**Records supplied:**
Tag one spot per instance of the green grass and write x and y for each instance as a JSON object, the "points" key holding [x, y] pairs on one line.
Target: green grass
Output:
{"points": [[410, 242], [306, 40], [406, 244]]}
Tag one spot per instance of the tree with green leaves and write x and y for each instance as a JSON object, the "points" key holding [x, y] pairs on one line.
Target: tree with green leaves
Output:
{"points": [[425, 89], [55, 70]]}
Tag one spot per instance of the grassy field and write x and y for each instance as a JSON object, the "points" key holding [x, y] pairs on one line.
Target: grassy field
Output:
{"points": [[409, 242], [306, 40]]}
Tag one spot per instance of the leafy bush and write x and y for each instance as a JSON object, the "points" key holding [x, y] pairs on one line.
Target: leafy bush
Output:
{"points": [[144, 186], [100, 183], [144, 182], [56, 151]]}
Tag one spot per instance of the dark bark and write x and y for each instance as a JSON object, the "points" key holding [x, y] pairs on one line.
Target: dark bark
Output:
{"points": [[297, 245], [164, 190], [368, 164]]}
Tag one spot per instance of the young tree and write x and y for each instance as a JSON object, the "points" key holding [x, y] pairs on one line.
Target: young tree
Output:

**Instructions for the task:** Nothing outside the span should appear: transcribe the lines from the one containing "Tag one spot per instance of the young" through the last line of the records.

**Your solution:**
Tag one spot per instance of the young tree and write x and y for each instance as a JSON object, the "points" key holding [x, y] pairs on one line.
Target: young tree
Output:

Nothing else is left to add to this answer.